Tasks to complete:
1. According to the news release on the Head Start mandate ruling, which two organizations represent Sandy Brick?
2. Write what comes next in the news release on the Head Start mandate ruling, picking up after its final sentence.
**** Page text ****
LAFAYETTE, LOUISIANA (Sept. 21, 2022) — Today, a federal judge in Louisiana ruled that the federal government cannot require Head Start program teachers, staff and volunteers be vaccinated against COVID-19, nor can they require that adults and students wear masks. In December 2021, teacher Sandy Brick filed a lawsuit in federal court Louisiana to stop the mandate and are represented by the national law firm Liberty Justice Center and the Louisiana-based Pelican Institute for Public Policy.
“Although President Biden recently declared that the ‘pandemic is over,’ the fight to restore Americans’ individual liberties is not,” said Daniel Suhr, managing attorney at the Liberty Justice Center. “We will continue to fight for teachers like Sandy and the low-income students they serve until every illegal and unjustified mandate is wiped from the books. Today’s decision is a significant step toward undoing the injustice perpetrated against everyday Americans throughout the COVID-19 crisis.”
**** Information given ****
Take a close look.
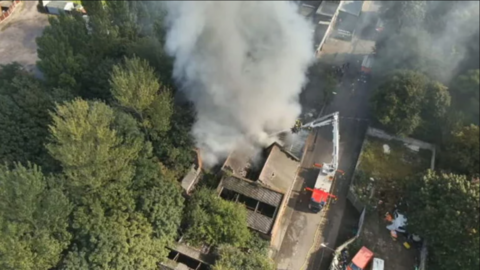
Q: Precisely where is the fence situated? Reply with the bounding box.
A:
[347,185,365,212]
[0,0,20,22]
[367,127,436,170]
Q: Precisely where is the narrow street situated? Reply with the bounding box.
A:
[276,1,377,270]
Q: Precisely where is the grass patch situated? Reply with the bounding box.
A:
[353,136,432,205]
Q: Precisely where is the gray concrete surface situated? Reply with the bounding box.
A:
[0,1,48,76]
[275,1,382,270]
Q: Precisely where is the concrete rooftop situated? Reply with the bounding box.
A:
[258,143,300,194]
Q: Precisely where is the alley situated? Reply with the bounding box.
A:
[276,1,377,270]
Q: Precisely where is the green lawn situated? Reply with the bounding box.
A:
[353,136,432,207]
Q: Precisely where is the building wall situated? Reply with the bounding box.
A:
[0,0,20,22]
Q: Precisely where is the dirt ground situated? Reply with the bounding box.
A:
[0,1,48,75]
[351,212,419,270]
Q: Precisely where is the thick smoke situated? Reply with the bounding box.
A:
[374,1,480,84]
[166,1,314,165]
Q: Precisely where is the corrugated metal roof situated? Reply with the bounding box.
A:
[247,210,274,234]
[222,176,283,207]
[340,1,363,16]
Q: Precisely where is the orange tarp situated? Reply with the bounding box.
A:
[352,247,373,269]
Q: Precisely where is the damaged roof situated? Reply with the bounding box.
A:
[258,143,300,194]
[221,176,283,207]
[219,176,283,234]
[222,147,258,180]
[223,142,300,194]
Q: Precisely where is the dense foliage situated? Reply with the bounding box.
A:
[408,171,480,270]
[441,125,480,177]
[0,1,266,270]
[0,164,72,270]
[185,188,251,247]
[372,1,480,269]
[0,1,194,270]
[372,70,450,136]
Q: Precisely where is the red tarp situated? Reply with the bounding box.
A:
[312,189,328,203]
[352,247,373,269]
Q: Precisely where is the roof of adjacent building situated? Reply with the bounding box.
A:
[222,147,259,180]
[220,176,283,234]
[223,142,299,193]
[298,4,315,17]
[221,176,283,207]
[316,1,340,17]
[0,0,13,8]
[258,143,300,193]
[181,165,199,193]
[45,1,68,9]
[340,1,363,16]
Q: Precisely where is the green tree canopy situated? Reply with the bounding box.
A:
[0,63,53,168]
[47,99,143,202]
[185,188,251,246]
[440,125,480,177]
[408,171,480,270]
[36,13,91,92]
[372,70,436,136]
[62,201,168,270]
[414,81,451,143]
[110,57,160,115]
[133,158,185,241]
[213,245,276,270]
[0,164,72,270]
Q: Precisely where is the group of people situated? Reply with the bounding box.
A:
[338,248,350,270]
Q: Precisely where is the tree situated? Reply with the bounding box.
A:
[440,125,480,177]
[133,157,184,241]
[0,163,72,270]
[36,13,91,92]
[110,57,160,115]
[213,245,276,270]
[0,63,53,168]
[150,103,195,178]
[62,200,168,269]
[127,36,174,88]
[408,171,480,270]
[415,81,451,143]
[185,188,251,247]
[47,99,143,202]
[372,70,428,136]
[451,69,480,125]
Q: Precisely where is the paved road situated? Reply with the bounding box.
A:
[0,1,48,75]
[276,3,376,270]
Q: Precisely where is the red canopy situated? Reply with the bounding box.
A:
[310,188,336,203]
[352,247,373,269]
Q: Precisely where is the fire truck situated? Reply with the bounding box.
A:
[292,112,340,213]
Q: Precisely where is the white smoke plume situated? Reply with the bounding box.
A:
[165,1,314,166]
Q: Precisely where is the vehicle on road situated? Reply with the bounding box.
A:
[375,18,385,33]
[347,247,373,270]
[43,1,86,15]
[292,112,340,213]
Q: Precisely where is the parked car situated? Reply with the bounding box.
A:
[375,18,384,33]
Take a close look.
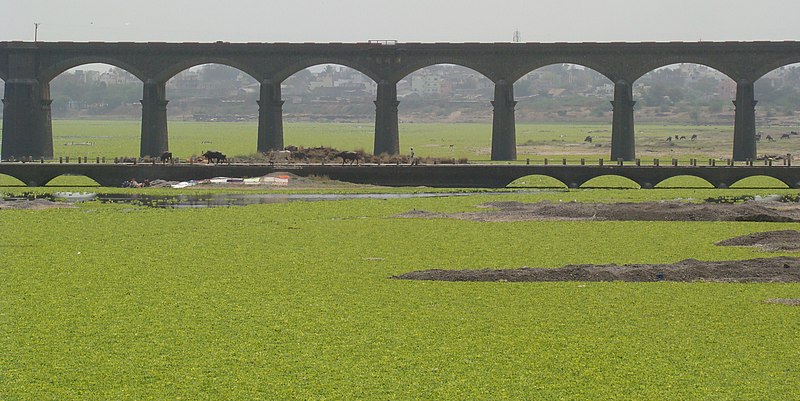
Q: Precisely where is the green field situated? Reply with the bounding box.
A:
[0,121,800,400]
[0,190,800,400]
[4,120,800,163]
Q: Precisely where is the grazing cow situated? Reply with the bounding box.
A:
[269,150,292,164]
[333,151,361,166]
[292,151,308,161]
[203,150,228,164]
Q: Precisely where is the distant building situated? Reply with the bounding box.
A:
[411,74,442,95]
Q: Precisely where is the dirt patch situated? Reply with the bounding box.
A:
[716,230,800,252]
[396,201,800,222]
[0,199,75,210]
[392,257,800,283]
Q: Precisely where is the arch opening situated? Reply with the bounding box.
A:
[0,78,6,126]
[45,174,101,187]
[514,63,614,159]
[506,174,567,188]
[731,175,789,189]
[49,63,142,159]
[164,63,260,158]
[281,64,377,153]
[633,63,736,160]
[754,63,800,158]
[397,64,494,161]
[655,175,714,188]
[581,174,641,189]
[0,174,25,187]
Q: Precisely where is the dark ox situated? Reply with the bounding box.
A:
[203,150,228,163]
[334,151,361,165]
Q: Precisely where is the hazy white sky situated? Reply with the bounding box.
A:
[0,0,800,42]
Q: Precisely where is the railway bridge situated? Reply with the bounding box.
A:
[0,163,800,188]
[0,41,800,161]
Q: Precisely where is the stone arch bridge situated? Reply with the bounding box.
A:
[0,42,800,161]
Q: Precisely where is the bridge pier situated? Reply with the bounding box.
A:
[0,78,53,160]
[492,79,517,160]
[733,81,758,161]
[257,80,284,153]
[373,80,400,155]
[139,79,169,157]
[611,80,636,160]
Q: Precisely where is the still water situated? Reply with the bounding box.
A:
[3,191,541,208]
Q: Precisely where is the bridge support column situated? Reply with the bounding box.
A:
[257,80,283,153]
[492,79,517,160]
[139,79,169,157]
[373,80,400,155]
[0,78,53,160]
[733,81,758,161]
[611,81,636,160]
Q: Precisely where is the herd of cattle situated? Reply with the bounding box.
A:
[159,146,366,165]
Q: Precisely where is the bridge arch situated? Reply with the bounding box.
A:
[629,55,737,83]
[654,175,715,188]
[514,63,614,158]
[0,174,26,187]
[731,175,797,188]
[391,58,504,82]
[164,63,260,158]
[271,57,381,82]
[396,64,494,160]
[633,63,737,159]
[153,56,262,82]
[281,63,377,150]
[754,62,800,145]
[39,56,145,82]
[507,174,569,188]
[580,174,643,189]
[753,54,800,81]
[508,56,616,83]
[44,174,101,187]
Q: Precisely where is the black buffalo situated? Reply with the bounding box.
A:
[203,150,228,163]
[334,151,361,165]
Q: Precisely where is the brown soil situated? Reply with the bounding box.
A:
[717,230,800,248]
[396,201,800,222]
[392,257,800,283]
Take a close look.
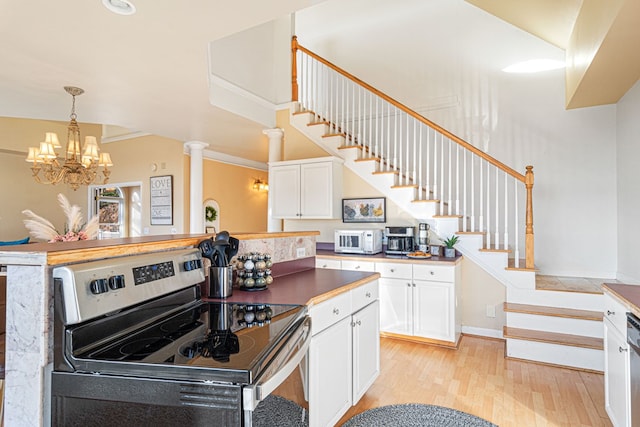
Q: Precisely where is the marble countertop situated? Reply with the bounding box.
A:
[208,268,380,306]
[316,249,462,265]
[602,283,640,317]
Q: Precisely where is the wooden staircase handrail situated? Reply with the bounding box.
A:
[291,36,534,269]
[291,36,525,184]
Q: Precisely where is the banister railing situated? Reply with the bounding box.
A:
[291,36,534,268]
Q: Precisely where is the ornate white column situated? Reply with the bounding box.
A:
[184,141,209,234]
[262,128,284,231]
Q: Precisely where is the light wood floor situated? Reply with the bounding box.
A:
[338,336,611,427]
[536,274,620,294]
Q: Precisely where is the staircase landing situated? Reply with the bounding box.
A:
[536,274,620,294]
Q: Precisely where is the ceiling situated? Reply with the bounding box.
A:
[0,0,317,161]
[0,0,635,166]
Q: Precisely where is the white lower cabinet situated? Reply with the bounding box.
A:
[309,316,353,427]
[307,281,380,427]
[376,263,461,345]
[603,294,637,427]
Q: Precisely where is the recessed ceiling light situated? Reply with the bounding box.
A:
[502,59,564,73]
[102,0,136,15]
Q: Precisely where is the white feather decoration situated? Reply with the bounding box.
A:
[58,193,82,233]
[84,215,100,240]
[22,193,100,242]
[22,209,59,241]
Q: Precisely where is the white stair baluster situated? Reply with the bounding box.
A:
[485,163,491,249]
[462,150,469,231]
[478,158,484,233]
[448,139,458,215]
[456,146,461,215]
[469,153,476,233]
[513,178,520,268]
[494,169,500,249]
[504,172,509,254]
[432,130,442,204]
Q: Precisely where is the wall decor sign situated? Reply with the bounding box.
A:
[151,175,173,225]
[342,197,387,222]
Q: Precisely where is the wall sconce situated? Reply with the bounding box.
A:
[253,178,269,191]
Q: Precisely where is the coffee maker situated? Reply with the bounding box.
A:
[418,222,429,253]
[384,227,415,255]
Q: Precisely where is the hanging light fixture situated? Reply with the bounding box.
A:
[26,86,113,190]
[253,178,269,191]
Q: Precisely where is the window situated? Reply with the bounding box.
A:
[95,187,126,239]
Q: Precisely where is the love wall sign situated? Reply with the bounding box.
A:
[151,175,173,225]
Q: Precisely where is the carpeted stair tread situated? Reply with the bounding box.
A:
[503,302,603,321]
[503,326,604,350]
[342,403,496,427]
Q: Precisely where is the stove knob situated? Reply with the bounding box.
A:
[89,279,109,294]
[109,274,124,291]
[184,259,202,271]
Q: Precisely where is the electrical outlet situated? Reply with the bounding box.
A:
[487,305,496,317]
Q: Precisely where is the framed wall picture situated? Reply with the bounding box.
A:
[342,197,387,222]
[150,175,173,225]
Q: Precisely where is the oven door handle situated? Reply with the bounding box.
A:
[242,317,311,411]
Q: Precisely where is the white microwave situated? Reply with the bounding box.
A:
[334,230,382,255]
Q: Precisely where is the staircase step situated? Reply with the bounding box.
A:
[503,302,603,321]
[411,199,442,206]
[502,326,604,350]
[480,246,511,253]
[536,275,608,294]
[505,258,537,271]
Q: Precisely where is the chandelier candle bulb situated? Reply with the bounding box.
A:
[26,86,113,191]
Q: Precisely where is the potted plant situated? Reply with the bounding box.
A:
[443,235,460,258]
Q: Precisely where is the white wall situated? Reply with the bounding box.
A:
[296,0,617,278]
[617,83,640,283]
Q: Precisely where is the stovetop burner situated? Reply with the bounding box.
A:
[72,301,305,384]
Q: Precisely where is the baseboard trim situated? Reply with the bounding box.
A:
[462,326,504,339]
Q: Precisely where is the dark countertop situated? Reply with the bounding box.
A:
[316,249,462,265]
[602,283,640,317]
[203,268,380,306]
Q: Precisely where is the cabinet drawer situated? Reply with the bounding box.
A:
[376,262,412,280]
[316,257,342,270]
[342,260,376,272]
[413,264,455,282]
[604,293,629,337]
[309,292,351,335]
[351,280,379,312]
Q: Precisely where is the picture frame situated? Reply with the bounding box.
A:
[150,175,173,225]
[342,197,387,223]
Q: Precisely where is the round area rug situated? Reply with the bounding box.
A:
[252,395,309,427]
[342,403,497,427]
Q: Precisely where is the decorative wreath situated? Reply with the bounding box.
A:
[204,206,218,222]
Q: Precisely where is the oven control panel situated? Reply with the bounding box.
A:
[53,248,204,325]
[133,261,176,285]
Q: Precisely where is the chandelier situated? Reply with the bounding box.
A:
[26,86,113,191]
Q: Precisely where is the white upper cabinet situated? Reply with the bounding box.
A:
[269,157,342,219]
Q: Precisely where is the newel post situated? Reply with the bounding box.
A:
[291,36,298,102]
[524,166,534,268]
****
Answers by item number:
1. The Liberty Justice Center and the Pelican Institute for Public Policy represent her.

2.
Sarah Harbison, general counsel at the Pelican Institute for Public Policy added, “Louisiana teacher Sandy Brick has been serving her students through adversity and uncertainty the last two years. Today, this decision vindicates her right to teach without sacrificing her freedom.”
Head Start programs provide school readiness support for children up to age 5 from families at or below the federal poverty level. Head Start agencies are local, largely nonprofit, or governmental providers that receive federal funding to provide services for these children. The providers received the new mandate on Nov. 30, 2021, when the Office of Head Start under the Department of Health and Human Services (HHS) published an “interim final rule.” The requirement demands that teachers, staff and volunteers in Head Start programs be “fully vaccinated” by Jan. 31, 2022, or face losing their jobs. It also placed a universal mask mandate on all adults and children over two years old.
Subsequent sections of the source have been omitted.